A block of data
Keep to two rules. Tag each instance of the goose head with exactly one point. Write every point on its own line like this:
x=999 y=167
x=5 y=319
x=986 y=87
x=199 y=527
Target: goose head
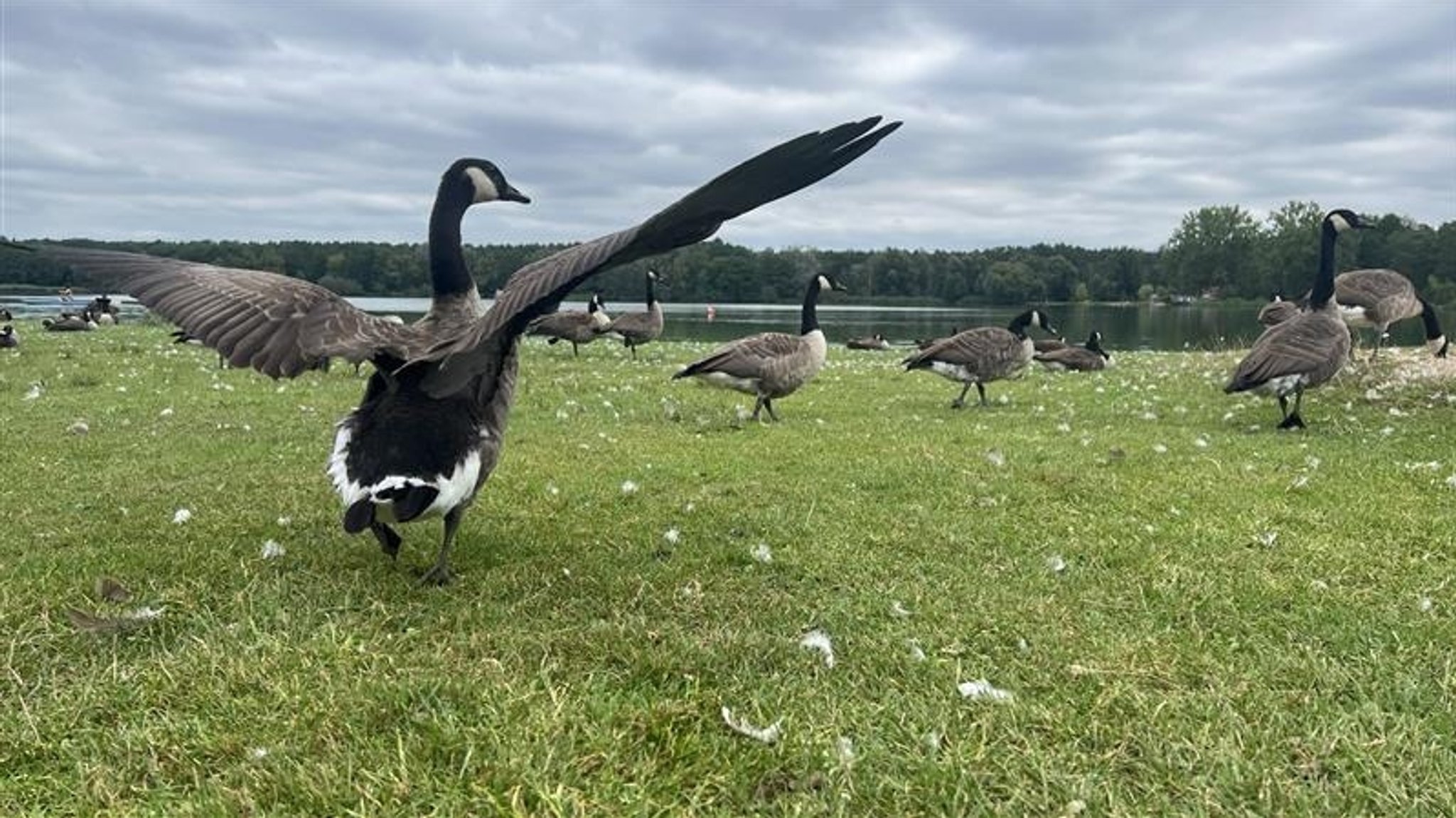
x=1342 y=221
x=829 y=282
x=478 y=181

| STATED TASK |
Write out the material above word for word, leaving the pictures out.

| TASK OUTPUT |
Keep to two rules. Tag each instance of the goose head with exactly one point. Write every point on its own line like this:
x=999 y=167
x=5 y=319
x=986 y=87
x=199 y=527
Target: goose head
x=1342 y=221
x=829 y=282
x=478 y=181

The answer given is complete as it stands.